- _DOCUMENT EXCERPT_:
━━━━━━━━

Founder & Editor · Last reviewed 2026-04-12

The Grand National attracts more casual betting money than any other race in the British calendar. Around £250 million is wagered nationally each year by punters, many of whom will not place another bet for twelve months.

We spent the days before the 2026 race building a machine learning model to find genuine value bets across all 34 runners.

We found none. Not one.

This article explains what we built, what we found, and the mathematics that shows why the bookmakers have a structural advantage in the Grand National that no prediction model can fully overcome.

What Is a Value Bet in Horse Racing?

A value bet exists when your estimated probability of a horse winning is higher than the probability implied by the bookmaker's odds. If you believe a horse has a 25% chance but the odds imply only 20%, the price is too generous relative to your assessment. You have found value.

Value is independent of whether the horse actually wins. You can place a value bet and lose. You can place a poor-value bet and win. Over a large enough sample, value bets produce profit. Poor-value bets produce losses. The Grand National is one race, not a large sample, but the value question is still the right one to ask.

The challenge is that bookmakers do not price races at random. They employ teams of traders, observe how professional money moves on the Betfair Exchange, and adjust prices in real time as odds shift throughout the week. By race time, the market has absorbed a great deal of information. Finding a horse that is systematically mispriced against all of that is difficult.

How We Built the Prediction Model

The system works in two stages. We have written about the full process here, but the summary is straightforward.

Stage one: structured data model

We downloaded three years of UK National Hunt race data: results, form figures, going conditions, weights, jockey and trainer statistics, and official BHA ratings. We also pulled historical weather data from Open-Meteo for each racecourse on each race day as a secondary signal for ground conditions.

━━━━━━━━

- _DATA ROWS_:

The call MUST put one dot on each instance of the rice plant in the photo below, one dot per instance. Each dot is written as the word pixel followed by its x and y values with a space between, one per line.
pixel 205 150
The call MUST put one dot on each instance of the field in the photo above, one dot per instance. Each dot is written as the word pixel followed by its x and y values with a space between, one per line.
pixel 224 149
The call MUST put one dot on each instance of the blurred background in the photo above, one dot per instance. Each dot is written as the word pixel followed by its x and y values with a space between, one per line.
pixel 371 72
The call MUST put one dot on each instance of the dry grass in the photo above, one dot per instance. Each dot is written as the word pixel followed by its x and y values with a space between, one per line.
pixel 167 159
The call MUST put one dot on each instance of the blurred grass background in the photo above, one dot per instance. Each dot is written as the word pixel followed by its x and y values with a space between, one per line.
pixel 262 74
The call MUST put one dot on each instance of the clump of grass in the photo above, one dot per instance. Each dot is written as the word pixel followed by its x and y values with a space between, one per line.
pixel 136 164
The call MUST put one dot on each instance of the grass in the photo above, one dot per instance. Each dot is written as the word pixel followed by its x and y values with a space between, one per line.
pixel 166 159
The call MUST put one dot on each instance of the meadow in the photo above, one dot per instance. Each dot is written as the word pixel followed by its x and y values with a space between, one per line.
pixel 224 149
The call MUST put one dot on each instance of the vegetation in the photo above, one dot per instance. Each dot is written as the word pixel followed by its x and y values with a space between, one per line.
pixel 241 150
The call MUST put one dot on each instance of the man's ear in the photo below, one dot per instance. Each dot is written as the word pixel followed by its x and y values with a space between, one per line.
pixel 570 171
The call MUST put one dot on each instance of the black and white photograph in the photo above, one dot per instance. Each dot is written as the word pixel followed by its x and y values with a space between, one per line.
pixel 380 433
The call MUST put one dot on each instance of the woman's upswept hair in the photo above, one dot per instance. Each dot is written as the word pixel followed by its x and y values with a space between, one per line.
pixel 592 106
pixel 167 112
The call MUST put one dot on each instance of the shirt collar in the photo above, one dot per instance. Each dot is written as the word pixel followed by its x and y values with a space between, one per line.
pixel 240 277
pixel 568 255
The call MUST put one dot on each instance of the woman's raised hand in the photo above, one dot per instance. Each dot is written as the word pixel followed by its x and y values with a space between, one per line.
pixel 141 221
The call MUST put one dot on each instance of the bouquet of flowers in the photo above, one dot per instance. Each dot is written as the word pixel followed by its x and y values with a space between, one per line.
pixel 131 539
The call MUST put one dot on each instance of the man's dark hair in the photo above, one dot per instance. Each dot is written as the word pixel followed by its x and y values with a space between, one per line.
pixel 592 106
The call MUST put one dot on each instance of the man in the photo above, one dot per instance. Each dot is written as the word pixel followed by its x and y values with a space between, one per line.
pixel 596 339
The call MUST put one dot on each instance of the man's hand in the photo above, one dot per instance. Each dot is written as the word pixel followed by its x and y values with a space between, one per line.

━━━━━━━━

- _SET TASK_: Reproduce word for word the stretch of the Grand National betting article from "Founder & Editor" through "none. Not one.".

- _TASK RESULT_:
Founder & Editor · Last reviewed 2026-04-12

The Grand National attracts more casual betting money than any other race in the British calendar. Around £250 million is wagered nationally each year by punters, many of whom will not place another bet for twelve months.

We spent the days before the 2026 race building a machine learning model to find genuine value bets across all 34 runners.

We found none. Not one.